(Stored data entries)
——————
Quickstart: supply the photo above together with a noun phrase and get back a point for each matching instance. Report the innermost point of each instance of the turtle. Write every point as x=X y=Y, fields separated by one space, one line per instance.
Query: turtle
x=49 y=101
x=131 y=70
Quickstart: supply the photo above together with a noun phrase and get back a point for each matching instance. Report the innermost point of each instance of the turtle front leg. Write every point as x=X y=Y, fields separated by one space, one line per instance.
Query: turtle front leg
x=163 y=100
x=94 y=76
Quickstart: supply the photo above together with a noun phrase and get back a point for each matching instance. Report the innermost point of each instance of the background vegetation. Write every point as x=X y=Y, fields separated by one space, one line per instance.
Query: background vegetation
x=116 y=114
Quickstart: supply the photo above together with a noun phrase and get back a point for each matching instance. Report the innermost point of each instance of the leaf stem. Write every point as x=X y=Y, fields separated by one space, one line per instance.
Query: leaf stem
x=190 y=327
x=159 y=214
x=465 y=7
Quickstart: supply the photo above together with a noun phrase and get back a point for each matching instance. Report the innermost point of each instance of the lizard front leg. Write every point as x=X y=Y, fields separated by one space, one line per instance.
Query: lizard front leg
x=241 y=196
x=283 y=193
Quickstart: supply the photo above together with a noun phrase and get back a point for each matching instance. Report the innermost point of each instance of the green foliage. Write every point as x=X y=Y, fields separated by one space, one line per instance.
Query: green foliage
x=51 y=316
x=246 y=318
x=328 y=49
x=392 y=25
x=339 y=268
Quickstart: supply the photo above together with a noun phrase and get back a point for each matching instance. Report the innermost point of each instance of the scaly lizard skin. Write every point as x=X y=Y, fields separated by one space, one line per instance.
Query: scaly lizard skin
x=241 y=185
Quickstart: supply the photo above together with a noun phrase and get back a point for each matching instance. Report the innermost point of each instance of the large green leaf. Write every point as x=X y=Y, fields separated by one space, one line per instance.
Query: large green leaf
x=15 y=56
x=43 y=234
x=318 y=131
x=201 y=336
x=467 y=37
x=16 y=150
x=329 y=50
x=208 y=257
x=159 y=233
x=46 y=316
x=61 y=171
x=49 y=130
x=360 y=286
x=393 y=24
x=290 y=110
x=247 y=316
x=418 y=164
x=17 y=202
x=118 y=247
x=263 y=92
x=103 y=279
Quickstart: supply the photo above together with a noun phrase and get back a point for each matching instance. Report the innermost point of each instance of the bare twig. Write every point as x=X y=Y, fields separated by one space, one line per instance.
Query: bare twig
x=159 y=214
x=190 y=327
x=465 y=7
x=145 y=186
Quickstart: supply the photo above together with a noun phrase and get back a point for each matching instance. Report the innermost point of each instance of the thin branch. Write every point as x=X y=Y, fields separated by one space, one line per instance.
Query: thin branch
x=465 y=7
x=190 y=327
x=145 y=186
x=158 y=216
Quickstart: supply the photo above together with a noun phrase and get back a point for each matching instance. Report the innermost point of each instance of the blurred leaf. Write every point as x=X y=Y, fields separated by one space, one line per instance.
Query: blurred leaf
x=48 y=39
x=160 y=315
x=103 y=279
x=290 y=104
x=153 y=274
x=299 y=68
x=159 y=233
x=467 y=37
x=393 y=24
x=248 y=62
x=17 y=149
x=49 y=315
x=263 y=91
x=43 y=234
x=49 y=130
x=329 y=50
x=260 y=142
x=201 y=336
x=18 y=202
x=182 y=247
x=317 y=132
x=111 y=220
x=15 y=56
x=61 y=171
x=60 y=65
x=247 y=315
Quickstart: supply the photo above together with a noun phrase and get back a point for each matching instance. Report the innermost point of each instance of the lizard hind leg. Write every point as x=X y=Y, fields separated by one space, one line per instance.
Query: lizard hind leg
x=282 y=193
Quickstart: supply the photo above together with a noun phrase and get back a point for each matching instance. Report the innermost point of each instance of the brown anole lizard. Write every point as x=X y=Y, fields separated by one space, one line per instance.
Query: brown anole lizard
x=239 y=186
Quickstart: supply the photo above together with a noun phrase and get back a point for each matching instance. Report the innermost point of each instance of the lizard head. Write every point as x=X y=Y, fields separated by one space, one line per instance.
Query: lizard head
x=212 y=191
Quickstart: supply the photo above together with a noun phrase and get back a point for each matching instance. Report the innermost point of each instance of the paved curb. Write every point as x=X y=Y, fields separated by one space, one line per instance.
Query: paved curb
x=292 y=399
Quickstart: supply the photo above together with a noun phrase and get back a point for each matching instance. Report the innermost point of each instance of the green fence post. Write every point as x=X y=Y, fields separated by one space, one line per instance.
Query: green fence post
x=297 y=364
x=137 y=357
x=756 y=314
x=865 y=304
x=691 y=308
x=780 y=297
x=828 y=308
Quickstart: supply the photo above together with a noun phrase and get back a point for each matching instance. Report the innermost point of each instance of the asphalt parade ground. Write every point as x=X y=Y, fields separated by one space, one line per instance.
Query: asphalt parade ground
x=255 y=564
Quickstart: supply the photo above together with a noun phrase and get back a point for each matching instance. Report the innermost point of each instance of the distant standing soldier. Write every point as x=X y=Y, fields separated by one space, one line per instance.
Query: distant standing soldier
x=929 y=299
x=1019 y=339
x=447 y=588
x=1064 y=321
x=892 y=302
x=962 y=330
——————
Output exactly the lines of the records from the first through the one bearing "the turtle front", both ends included.

▶ [Solved problem]:
Quickstart: supply the photo above together with a noun phrase and get back a point for each matching instance. Report the innermost point of each instance of the turtle. Write every point as x=X y=Y, fields separated by one space, one line per instance.
Query: turtle
x=49 y=101
x=131 y=70
Quickstart: supply the photo above together with a noun phrase and get back a point for each matching instance. Report the innermost point of each instance of the turtle front leg. Write every point as x=X y=Y, fields separated by one space, one line per instance.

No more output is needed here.